## SET TASKS
1. Update the spendthrift trust page from "A spendthrift trust can help with" up to and including "and future generations.", writing "trust administrator" wherever "trustee" appears.
2. Summarize the spendthrift trust page in two sentences.

## PAGE
A spendthrift trust can help with managing inheritances wisely—guarding assets from overspending, debt and legal risks while ensuring long-term stability.
Inside Creative House/Getty Images/iStockphoto

Key takeaways

  1. A spendthrift trust is a trust that includes a spendthrift clause, a legal provision designed to help protect inherited assets from overspending, creditor claims or legal judgments.
  2. Its purpose is to preserve wealth, reduce the risk of unplanned asset depletion, and ensure steady, long-term support for the beneficiary.
  3. Funds in a spendthrift trust are managed by a trustee, who distributes money according to the grantor’s instructions. The trustee can use discretion to adjust distributions if circumstances change.
  4. A spendthrift trust can help protect your legacy while still providing meaningful financial support for heirs and future generations.

A spendthrift trust can be a thoughtful way to support your heirs while helping protect inherited assets from risks such as overspending, creditor claims or lawsuits.

In this article, we’ll walk through what a spendthrift trust is, how it works, key benefits and trade-offs, and when it may make sense as part of your estate plan.

What is a spendthrift trust?

A spendthrift trust is a type of trust specifically designed to help protect a beneficiary’s inheritance from misuse or exposure to creditor claims. In plain terms, it allows a person (the grantor) to leave money or property for someone else’s benefit, but with legal limits on how that person can access or control it. The key goal is to support beneficiaries—particularly those who are young or still developing financial experience—by helping ensure the inheritance is used wisely and remains protected from creditor claims.

The central feature of this arrangement is the spendthrift clause, a legal provision built into the trust document. This clause restricts the beneficiary’s ability to sell, pledge or transfer their interest in the trust to anyone else. As a result, creditors generally cannot reach the trust assets to satisfy debts, and the beneficiary cannot borrow against their future distributions.

Rows from a segmentation dataset:
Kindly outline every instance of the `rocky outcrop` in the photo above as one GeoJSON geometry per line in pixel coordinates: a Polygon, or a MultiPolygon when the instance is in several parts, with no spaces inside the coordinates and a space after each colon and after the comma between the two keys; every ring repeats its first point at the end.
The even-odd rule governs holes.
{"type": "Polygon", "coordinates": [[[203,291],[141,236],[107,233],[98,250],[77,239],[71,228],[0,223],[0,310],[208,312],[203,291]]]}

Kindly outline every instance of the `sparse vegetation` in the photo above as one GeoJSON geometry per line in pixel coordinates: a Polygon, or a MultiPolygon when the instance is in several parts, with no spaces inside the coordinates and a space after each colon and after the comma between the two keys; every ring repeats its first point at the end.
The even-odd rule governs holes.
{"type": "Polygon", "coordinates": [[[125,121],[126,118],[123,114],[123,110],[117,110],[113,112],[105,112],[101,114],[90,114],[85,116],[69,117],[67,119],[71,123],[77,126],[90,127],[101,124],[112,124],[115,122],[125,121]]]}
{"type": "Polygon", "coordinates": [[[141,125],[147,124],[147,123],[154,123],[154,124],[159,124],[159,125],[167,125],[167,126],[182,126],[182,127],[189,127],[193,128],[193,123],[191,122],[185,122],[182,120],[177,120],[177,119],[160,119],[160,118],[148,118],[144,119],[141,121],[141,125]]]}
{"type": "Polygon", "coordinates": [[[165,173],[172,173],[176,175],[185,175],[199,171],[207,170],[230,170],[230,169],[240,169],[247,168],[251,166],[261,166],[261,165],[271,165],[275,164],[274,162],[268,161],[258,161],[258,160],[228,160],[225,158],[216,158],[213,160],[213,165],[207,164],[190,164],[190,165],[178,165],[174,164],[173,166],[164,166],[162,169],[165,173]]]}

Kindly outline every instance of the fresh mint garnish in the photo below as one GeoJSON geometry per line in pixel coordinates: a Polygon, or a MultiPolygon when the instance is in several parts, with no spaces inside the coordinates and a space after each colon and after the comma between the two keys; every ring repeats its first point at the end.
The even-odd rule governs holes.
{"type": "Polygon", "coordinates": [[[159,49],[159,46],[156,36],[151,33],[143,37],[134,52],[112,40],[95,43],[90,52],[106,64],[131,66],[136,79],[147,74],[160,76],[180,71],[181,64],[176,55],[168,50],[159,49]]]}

## WORKED SOLUTIONS
1.
A spendthrift trust can help with managing inheritances wisely—guarding assets from overspending, debt and legal risks while ensuring long-term stability.
Inside Creative House/Getty Images/iStockphoto

Key takeaways

  1. A spendthrift trust is a trust that includes a spendthrift clause, a legal provision designed to help protect inherited assets from overspending, creditor claims or legal judgments.
  2. Its purpose is to preserve wealth, reduce the risk of unplanned asset depletion, and ensure steady, long-term support for the beneficiary.
  3. Funds in a spendthrift trust are managed by a trust administrator, who distributes money according to the grantor’s instructions. The trust administrator can use discretion to adjust distributions if circumstances change.
  4. A spendthrift trust can help protect your legacy while still providing meaningful financial support for heirs and future generations.

2. A spendthrift trust includes a spendthrift clause, a legal provision that helps protect a beneficiary's inheritance from overspending, creditor claims or legal judgments, and a trustee distributes its funds according to the grantor's instructions. The clause restricts the beneficiary's ability to sell, pledge or transfer their interest, so creditors generally cannot reach the trust assets and the beneficiary cannot borrow against future distributions.